__本文抜粋__.
====

List同士の結合は避けたのでそこそこ効率は良い・・と思う。
Rubyに入った重複版も書いてみた。

def permutation[A](trv1: TraversableOnce[A], n: Int): Stream[List[A]] = {
  def f(ls: List[A], rest: Stream[A], n: Int): Stream[List[A]] =
    if (n == 0) Stream(ls)
    else {
      def g(s: Stream[A], s2: Stream[A]): Stream[Stream[A]] =
        if (s.isEmpty) Stream.Empty else (s #::: s2) #:: g(s.tail, s.head #:: s2)
      g(rest, Stream.empty).flatMap(s => f(s.head :: ls, s.tail, n - 1))
    }
  f(Nil, trv1.toStream, n)
}

def combination[A](trv1: TraversableOnce[A], n: Int): Stream[List[A]] = {
  def f(ls: List[A], rest: Stream[A], n: Int): Stream[List[A]] =
    if (n == 0) Stream(ls)
    else if (rest.isEmpty) Stream.empty
    else f(rest.head :: ls, rest.tail, n - 1) #::: f(ls, rest.tail, n)
  f(Nil, trv1.toStream, n)

====

__課題一覧__.
a - 順列と組み合わせのコードを載せた抜粋の冒頭で、効率のために何を避けたと述べていますか。
b - 順列と組み合わせのコードを載せた抜粋の続きを、止まっている箇所から書き進めてください。

====

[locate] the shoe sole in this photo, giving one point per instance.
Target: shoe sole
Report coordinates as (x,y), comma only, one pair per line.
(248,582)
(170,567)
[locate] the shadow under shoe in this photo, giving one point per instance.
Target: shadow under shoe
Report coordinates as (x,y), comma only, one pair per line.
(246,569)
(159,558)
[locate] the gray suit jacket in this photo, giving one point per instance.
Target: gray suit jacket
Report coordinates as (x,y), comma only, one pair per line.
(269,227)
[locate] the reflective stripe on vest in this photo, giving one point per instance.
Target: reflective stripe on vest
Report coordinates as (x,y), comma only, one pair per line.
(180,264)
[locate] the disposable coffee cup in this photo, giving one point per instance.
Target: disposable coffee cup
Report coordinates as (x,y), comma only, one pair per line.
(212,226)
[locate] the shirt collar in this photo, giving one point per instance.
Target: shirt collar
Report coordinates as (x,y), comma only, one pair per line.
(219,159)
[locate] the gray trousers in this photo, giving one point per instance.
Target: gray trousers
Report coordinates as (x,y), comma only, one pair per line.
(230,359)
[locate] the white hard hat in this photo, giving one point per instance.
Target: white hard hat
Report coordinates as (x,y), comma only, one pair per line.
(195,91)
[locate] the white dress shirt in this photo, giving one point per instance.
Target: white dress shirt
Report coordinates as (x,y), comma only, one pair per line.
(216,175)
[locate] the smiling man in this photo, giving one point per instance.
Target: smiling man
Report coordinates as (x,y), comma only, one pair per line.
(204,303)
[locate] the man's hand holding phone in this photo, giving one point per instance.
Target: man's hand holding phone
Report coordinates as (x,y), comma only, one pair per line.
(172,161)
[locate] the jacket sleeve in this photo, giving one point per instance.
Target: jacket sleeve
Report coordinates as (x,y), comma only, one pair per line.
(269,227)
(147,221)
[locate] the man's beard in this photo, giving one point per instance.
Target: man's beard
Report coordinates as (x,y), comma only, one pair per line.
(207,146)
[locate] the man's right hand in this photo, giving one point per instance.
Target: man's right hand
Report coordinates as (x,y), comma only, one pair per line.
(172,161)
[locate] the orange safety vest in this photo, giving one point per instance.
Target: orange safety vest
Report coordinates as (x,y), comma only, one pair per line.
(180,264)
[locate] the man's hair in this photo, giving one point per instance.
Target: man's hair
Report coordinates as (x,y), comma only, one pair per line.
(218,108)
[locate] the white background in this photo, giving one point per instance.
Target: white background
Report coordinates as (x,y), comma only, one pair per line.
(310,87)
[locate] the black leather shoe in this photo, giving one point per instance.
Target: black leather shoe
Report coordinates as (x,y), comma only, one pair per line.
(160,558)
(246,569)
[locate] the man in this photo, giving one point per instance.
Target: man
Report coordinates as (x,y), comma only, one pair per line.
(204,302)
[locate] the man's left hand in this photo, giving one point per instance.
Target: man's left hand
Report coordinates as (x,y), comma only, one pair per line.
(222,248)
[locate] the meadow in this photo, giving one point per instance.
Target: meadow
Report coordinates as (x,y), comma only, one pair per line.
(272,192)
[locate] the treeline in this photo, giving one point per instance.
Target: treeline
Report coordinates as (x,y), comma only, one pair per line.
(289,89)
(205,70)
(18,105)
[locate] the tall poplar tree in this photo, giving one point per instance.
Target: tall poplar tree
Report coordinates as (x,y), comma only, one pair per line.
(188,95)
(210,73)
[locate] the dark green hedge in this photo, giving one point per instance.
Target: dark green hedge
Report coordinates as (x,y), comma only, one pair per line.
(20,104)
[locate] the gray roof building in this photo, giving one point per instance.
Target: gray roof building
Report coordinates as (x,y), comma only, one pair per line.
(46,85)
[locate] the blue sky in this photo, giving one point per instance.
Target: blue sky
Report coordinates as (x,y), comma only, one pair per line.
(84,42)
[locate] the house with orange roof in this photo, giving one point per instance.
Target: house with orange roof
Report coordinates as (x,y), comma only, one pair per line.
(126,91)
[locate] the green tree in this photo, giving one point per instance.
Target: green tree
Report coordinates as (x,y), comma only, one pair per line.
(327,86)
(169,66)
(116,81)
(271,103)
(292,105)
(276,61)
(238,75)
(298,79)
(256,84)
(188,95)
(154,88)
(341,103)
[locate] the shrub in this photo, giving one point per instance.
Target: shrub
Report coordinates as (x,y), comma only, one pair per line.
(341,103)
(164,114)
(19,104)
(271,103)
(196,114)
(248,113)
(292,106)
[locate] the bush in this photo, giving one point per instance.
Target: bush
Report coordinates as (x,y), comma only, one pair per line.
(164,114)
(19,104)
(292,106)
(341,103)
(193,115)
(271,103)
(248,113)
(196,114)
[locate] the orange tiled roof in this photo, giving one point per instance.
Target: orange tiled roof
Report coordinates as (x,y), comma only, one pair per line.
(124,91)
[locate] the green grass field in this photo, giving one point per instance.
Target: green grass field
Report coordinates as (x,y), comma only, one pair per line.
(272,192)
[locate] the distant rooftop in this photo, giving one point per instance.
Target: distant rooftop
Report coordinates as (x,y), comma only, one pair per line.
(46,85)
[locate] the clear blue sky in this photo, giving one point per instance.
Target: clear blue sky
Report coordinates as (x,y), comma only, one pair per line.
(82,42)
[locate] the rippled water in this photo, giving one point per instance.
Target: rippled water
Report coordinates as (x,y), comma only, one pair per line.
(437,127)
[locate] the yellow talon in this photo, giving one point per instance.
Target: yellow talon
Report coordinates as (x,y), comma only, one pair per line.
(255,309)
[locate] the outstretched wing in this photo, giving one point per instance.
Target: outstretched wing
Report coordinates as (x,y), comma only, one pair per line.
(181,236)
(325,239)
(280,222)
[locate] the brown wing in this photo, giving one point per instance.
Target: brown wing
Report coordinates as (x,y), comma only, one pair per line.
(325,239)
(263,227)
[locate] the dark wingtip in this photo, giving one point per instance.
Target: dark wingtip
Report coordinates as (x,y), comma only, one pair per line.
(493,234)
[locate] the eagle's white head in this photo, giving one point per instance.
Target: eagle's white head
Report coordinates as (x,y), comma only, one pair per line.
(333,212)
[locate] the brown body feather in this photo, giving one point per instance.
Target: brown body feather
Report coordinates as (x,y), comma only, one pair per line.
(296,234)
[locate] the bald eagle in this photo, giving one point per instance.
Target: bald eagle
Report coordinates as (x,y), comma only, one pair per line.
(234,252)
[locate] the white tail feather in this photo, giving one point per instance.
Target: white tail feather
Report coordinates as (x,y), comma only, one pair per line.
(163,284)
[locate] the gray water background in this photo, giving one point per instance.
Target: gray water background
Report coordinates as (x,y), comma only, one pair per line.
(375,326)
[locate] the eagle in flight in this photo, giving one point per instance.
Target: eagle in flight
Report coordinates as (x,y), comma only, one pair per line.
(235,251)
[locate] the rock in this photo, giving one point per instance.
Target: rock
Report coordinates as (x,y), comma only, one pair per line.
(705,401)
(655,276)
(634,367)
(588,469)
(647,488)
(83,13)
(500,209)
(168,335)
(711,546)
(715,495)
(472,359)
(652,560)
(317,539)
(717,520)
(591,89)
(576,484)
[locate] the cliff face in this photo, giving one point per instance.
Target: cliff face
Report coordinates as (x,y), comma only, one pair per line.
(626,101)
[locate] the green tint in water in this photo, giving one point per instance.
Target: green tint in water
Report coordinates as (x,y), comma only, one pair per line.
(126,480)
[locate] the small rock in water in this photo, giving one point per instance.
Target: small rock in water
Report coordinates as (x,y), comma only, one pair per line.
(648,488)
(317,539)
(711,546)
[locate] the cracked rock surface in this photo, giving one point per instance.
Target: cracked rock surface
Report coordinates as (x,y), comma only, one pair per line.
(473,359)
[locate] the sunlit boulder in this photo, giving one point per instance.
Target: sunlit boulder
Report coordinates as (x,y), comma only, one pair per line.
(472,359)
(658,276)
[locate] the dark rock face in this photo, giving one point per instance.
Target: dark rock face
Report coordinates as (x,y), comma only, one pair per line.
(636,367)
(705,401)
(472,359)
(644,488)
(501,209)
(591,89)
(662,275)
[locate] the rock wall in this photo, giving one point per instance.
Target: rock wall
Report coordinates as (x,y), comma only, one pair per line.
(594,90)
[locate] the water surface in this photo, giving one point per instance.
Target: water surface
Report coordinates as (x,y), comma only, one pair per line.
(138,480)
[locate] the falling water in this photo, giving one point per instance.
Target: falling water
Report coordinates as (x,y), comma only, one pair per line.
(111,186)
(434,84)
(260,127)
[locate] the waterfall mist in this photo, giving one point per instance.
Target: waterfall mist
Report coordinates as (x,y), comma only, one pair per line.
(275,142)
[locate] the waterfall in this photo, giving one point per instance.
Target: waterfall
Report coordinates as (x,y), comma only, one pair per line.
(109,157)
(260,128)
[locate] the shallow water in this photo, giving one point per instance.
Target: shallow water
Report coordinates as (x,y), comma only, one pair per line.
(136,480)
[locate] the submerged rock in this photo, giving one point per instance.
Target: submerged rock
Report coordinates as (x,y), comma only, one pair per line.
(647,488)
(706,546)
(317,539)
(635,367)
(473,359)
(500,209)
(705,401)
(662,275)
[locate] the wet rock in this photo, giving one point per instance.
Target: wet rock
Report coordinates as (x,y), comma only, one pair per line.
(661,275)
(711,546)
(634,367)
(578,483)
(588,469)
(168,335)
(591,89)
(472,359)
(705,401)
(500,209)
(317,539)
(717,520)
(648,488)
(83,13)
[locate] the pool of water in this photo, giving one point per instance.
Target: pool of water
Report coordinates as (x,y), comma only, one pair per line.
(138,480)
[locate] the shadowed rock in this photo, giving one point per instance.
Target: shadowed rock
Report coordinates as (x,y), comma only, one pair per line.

====

__解答__.
a - List同士の結合を避けたと述べています。

b -
}

def repeatedPermutation[A](trv1: TraversableOnce[A], n: Int): Stream[List[A]] =
  if (trv1.isEmpty) Stream.empty else {
    def f(ls: List[A], rest: Stream[A], n: Int): Stream[List[A]] =
      if (n == 0) Stream(ls) else rest.flatMap(v => f(v :: ls, rest, n - 1))
    f(Nil, trv1.toStream, n)
  }

def repeatedCombination[A](trv1: TraversableOnce[A], n: Int): Stream[List[A]] = {
  def f(ls: List[A], rest: Stream[A], n: Int): Stream[List[A]] =
    if (n == 0) Stream(ls)
    else if (rest.isEmpty) Stream.empty
    else f(rest.head :: ls, rest, n - 1) #::: f(ls, rest.tail, n)
  f(Nil, trv1.toStream, n)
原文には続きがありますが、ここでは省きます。